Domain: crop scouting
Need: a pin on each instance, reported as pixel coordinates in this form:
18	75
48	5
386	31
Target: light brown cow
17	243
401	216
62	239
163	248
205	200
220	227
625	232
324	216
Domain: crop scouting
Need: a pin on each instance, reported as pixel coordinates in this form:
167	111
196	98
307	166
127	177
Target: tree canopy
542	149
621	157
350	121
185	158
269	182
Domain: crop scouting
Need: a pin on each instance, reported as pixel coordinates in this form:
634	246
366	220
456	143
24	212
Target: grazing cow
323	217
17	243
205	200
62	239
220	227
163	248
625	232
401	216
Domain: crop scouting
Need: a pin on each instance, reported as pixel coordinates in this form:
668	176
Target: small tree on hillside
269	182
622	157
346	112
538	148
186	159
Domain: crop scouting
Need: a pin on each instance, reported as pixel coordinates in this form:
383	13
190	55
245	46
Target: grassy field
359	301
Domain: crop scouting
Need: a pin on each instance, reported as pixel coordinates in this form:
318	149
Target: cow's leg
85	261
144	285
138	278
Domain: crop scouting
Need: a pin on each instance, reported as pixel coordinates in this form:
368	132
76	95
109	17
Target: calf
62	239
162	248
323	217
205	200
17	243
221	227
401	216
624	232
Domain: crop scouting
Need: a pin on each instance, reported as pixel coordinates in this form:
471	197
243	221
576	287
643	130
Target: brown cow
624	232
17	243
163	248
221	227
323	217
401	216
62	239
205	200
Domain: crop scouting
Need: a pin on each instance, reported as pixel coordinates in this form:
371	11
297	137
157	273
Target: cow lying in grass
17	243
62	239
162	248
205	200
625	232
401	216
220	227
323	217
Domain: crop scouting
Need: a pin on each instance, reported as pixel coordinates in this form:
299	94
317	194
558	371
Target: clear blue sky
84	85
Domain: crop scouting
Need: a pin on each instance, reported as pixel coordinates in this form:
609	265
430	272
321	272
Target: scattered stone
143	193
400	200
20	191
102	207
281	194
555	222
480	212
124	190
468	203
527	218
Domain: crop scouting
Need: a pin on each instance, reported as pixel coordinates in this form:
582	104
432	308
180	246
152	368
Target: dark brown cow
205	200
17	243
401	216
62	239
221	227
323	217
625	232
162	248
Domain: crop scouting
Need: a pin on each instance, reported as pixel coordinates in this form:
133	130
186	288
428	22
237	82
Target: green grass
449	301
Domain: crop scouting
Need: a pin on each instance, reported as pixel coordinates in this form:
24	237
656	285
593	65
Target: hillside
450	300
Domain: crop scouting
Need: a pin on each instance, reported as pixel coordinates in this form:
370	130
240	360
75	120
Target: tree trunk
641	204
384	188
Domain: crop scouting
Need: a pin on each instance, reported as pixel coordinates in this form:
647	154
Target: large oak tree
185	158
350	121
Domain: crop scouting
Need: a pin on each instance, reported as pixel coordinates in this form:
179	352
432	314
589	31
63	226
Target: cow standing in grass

==

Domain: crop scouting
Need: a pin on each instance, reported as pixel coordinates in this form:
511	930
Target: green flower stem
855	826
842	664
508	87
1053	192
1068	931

==

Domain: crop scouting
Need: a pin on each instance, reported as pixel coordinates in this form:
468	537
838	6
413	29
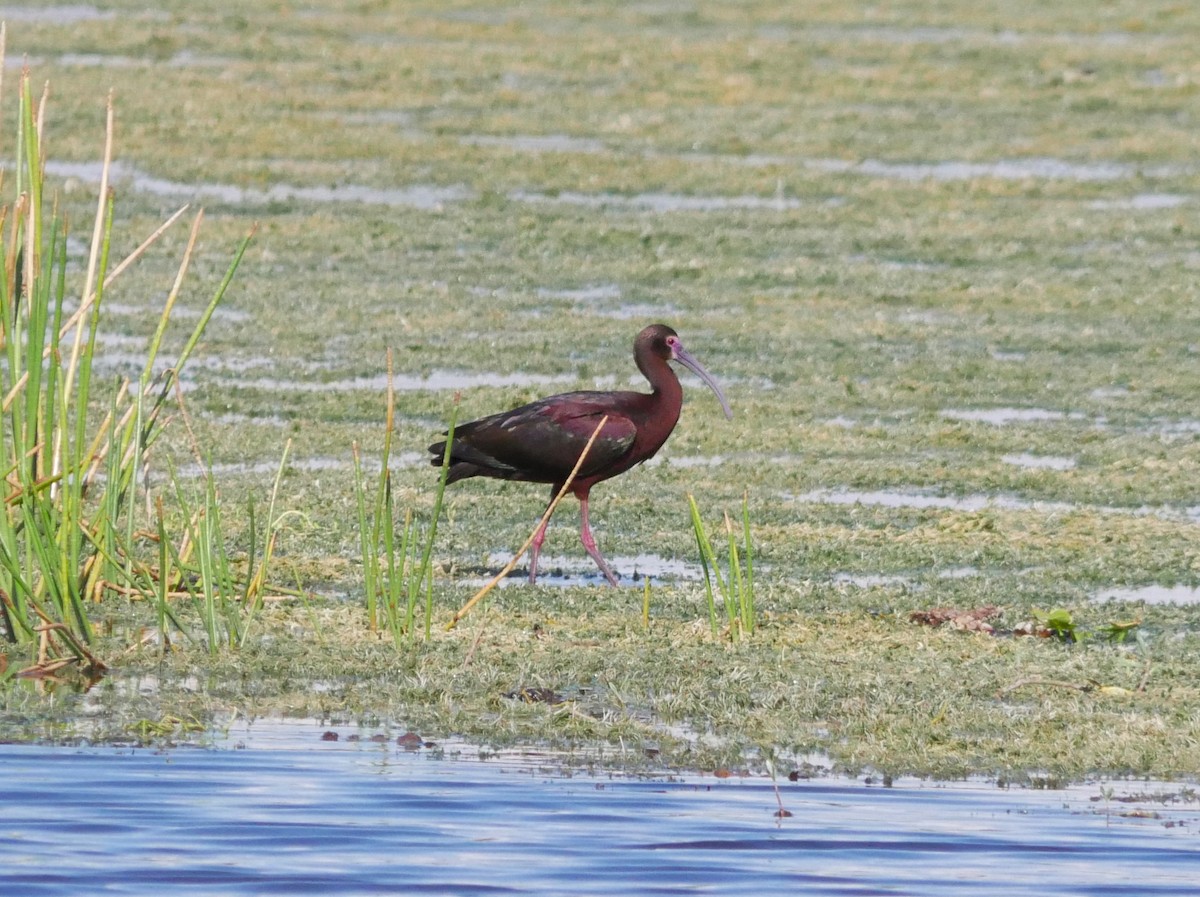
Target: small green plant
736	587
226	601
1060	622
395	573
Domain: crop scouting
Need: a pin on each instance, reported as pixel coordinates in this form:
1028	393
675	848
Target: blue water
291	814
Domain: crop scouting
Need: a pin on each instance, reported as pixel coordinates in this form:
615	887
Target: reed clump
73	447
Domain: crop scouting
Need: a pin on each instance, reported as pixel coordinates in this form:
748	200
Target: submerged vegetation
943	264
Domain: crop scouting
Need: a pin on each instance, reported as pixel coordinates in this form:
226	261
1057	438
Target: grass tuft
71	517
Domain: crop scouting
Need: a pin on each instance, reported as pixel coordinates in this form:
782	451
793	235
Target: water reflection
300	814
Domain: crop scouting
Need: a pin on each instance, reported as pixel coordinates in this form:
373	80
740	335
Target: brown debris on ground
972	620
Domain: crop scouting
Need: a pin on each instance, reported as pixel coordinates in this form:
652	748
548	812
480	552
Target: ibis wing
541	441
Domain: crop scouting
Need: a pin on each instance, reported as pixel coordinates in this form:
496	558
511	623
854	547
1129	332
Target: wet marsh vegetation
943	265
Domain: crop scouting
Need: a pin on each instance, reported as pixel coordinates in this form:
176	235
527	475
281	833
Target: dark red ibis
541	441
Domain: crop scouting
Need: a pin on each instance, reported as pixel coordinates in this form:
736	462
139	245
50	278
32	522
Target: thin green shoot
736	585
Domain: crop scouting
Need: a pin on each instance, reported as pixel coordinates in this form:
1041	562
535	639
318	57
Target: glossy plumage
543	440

Problem requirements -
Please, from the material above, copy only the lines from the line with "Target: large oak tree" up to and including the line with "Target: cow standing in grass", exactly as written.

Answer box -
Target: large oak tree
185	158
350	121
Domain: crop scouting
Need: a pin on each instance, reported as pixel coordinates in this form:
179	352
432	314
589	31
63	226
Target: cow standing in grass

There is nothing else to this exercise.